▶ [Written request]: Exactly as they appear, output all of the records. Skip any images.

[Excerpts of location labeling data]
^^^^

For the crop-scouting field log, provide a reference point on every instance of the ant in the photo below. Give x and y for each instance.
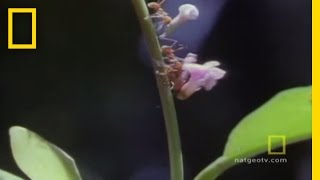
(159, 13)
(156, 7)
(173, 65)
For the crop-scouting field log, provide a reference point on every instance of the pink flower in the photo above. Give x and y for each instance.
(201, 76)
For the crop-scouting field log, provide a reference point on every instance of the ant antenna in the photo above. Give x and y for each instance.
(161, 2)
(174, 42)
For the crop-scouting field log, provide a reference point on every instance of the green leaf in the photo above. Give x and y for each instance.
(288, 114)
(7, 176)
(39, 159)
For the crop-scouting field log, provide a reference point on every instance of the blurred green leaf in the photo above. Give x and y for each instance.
(7, 176)
(39, 159)
(287, 114)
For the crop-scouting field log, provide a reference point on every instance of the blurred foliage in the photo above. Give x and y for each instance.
(288, 114)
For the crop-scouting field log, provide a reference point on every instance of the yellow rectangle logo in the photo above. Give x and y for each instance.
(33, 12)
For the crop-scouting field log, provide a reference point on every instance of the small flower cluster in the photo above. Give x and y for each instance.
(185, 74)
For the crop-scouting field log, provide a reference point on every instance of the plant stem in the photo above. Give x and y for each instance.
(169, 112)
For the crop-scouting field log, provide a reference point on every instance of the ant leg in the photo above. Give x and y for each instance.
(153, 16)
(174, 42)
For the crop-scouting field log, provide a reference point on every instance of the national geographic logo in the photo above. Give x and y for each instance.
(16, 11)
(273, 141)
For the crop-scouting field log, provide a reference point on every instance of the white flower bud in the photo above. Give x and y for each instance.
(186, 12)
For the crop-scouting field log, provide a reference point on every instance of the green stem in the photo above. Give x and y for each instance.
(215, 169)
(169, 112)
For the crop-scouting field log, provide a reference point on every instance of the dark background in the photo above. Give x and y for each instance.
(89, 89)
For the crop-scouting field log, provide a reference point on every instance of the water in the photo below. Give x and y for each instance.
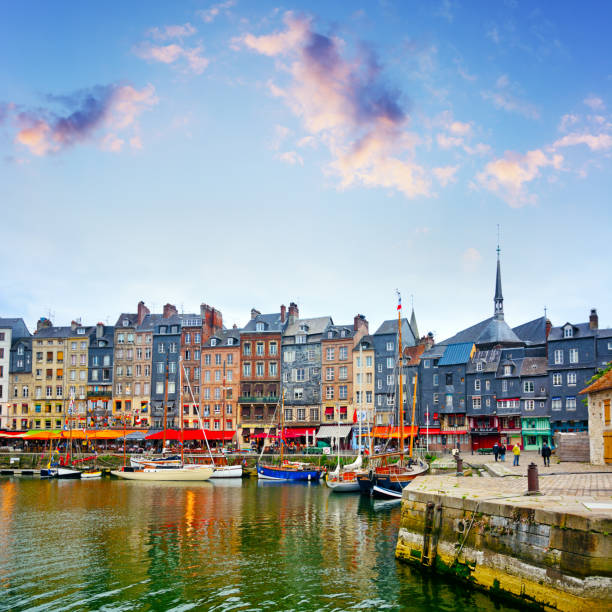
(117, 545)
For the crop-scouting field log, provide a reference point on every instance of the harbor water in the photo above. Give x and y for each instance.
(235, 545)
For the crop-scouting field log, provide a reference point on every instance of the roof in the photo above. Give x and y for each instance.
(532, 332)
(316, 325)
(604, 383)
(457, 353)
(272, 323)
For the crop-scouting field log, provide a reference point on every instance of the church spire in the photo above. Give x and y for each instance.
(499, 298)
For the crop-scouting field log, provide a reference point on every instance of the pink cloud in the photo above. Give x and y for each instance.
(95, 114)
(343, 103)
(508, 177)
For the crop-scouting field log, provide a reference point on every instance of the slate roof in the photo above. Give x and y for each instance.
(271, 321)
(532, 332)
(457, 353)
(222, 337)
(602, 384)
(316, 325)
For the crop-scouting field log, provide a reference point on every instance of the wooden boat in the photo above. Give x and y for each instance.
(181, 474)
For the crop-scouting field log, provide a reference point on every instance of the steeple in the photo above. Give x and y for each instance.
(499, 298)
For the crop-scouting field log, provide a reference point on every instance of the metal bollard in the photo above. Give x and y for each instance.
(459, 461)
(533, 485)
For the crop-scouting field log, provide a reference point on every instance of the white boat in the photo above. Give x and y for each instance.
(185, 473)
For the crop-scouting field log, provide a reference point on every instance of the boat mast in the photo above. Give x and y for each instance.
(401, 361)
(165, 407)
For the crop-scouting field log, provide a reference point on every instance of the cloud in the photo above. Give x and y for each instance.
(176, 31)
(344, 104)
(290, 157)
(594, 103)
(445, 174)
(99, 110)
(595, 143)
(508, 177)
(504, 97)
(210, 14)
(169, 54)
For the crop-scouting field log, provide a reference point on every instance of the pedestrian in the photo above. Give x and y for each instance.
(546, 454)
(517, 453)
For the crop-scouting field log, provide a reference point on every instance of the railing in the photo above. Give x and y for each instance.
(257, 399)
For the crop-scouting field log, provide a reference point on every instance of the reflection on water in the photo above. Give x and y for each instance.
(244, 545)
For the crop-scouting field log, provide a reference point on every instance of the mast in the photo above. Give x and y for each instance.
(401, 361)
(165, 407)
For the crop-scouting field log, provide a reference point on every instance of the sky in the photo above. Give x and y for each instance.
(249, 154)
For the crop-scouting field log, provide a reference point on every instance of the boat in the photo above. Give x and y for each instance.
(390, 473)
(288, 471)
(164, 469)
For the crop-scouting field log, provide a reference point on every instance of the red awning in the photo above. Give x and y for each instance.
(297, 432)
(393, 432)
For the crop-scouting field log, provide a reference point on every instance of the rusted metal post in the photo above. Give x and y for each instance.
(533, 485)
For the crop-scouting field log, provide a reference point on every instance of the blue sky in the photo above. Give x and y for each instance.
(251, 154)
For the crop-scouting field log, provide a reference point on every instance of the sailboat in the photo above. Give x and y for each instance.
(178, 473)
(386, 478)
(291, 471)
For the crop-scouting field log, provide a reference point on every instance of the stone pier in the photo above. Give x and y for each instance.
(552, 551)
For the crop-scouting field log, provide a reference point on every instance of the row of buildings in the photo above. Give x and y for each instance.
(488, 383)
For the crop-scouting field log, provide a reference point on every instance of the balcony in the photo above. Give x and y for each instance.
(257, 399)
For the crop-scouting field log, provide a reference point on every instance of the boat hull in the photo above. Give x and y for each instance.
(166, 475)
(269, 472)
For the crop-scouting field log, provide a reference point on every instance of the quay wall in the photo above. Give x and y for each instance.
(541, 556)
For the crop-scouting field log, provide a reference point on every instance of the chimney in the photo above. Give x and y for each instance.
(169, 311)
(548, 327)
(143, 311)
(294, 313)
(360, 321)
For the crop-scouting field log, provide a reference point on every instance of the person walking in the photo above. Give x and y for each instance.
(517, 453)
(546, 452)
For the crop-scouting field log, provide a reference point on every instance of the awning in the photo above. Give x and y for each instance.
(298, 432)
(393, 432)
(334, 431)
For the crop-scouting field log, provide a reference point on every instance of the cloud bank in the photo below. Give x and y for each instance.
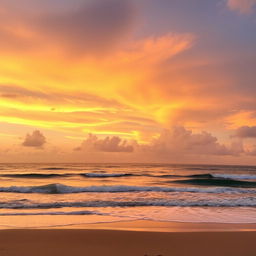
(36, 140)
(242, 6)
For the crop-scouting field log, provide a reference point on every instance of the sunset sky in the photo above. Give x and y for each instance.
(128, 81)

^^^^

▶ [Task result]:
For the crop-scouting field log, provide a reference point on every instance of the ant in the photo below. Give x and y for each instance.
(159, 13)
(156, 7)
(173, 65)
For the crop-scouting field log, provide a reference point on every instance of the pink flower in the photo above. Give x and y for each instance.
(201, 76)
For the crop-scouting field log, provide a reference point on every instance of the ant antenna in the photo above. Give x and y for each instance.
(161, 2)
(174, 42)
For the crop-scouting field log, provide a reference point on every instance of the green leaf in the photo above. Give x and y for each instance.
(288, 114)
(7, 176)
(39, 159)
For the crop-scouting field log, provide a reference point on every instance of the blurred green leaf in the photo above. Give x and y for each instance.
(7, 176)
(39, 159)
(287, 114)
For the crop-scouting field log, provide a reference point on every instance of the blurred foliage in the photo above. Give x and y for each instance.
(288, 114)
For the crop-scouting field log, provide a reference point on every instance of the yellow rectangle logo in the photo above. Give x and y for each instance.
(33, 12)
For the crop-scouting field log, provide a reference point on every instance of the small flower cluster in the photo above. Give x and y for each instance.
(185, 74)
For the crop-scouting field log, provide a reference point on every instance of the plant stem in the photo above. Give x and y for each instance.
(169, 112)
For the crop-scouting field log, provide a reference point on every instance of the ant leg in the photo above. Give x and y for each instance.
(153, 16)
(174, 42)
For the crop-scouting field log, provide a reference point on every instance of the national geographic logo in the photo above. Give x and y for each instance.
(16, 11)
(273, 141)
For the crop-scouting field log, provide a reference point on every instance of the white flower bud in the photo above. Give x and y for each instance.
(186, 12)
For the crop-scouting field log, provide a reference point on every instance of the green stem in the photo above. Give x and y for each instance.
(215, 169)
(169, 112)
For the crop-scouting field log, provide a reference point on every instance of the dark background in the photo above. Give x and y for each instance.
(89, 89)
For the crop-scouting field log, provide a reference point on every instance of the water in the photo below. Give x and y for each instance.
(117, 545)
For the crop-scouting field log, provide a reference point on every instance of the harbor water in the photo above. Give x and y for each instance.
(235, 545)
For the crop-scouting field log, provide a reference point on every instance of the roof in the photo above. Give x and y for each instance.
(532, 332)
(316, 325)
(604, 383)
(457, 353)
(272, 323)
For the crop-scouting field log, provide a reference point on every instance of the church spire in the photo above. Give x and y for each instance.
(499, 298)
For the crop-scouting field log, provide a reference point on every instance of the pink cloud in the photo above. Give x and y for each instance.
(95, 114)
(343, 103)
(508, 177)
For the crop-scouting field log, provide a reference point on every instance of the slate roof in the photo above. Give x and y for each instance.
(271, 321)
(532, 332)
(457, 353)
(222, 337)
(602, 384)
(316, 325)
For the crop-scouting field log, provide a reference point on every instance of the wooden boat in the photo above. Give x and y for each instance.
(181, 474)
For the crop-scouting field log, provide a reference point on every instance of the steeple in the photo above. Give x and y for each instance.
(499, 298)
For the crop-scouting field log, provide a reference point on every instance of the metal bollard in the photo above. Give x and y for each instance.
(459, 461)
(533, 485)
For the crop-scouting field log, provide a reference point on every instance of the white boat in the photo above. Give x and y for each instance.
(185, 473)
For the crop-scouting field log, provide a reference point on every instance of the boat mast in the photo above. Give x and y for each instance.
(401, 361)
(165, 407)
For the crop-scouting field log, provide a reference point on every instance of the cloud in the photo above. Give x and y for each instance.
(176, 31)
(344, 104)
(290, 157)
(594, 103)
(445, 174)
(99, 110)
(595, 143)
(508, 177)
(504, 97)
(210, 14)
(169, 54)
For the crop-scouting field log, provide a reference point on every instance of the pedestrian in the photo above. Give x and y for each instance.
(546, 454)
(517, 453)
For the crop-scouting field log, provide a reference point on every instance of the railing in the photo above. Give x and y for each instance.
(257, 399)
For the crop-scouting field log, provide a reference point on every instance of the reflection on water in the photo above. Give x and y for each instance.
(244, 545)
For the crop-scouting field log, provide a reference point on every instance of the mast in the photo above. Give x and y for each instance.
(401, 361)
(165, 407)
For the crop-scouting field log, provide a reference point on every instance of the sky in the photo above. Give x and y for each instance.
(249, 154)
For the crop-scouting field log, provide a reference point on every instance of the boat in the photo above. Give x and y for each instance.
(390, 473)
(288, 471)
(164, 469)
For the crop-scouting field log, provide a reference point on every instance of the red awning in the photo above. Give x and y for each instance.
(297, 432)
(393, 432)
For the crop-scouting field log, provide a reference point on every instance of the rusted metal post in the photo above. Give x and y for each instance.
(533, 485)
For the crop-scouting field log, provide a reference point on every instance of the blue sky in the photo above. Give x and y for each instance.
(251, 154)
For the crop-scouting field log, provide a reference point on every instance of the sailboat in the photo above. Give x and y for each instance.
(178, 473)
(386, 478)
(291, 471)
For the crop-scouting field log, provide a reference point on every instance of the stone pier in the photo above. Give x and y for each instance.
(552, 551)
For the crop-scouting field log, provide a reference point on every instance of the row of buildings in the photo above. Give x and y for each instance.
(488, 383)
For the crop-scouting field log, provide a reference point on every instance of the balcony in the photo above. Give x and y for each instance.
(257, 399)
For the crop-scouting field log, provide a reference point on every instance of the boat hull in the photo above. Give x and y for each instance.
(166, 475)
(269, 472)
For the crop-scouting field log, provide a reference point on every instance of the quay wall in the photo above. Give x and y for each instance.
(541, 556)
For the crop-scouting field log, provide a reference point on every instance of the chimney in the photo above. Give x and y for each instance.
(169, 311)
(548, 327)
(143, 311)
(294, 313)
(360, 321)
For the crop-scouting field log, provide a reference point on every instance of the person walking in the photo above. Give x and y for each instance.
(517, 453)
(546, 452)
For the crop-scouting field log, provide a reference point on every instance of the awning in the photo above. Give x and y for each instance.
(298, 432)
(393, 432)
(334, 431)
For the crop-scouting field log, provide a reference point on every instance of the cloud bank in the photo below. Give x and y for each instance.
(36, 140)
(242, 6)
For the crop-scouting field log, provide a reference point on every instance of the sunset sky in the photo above. Give x and y for each instance.
(128, 81)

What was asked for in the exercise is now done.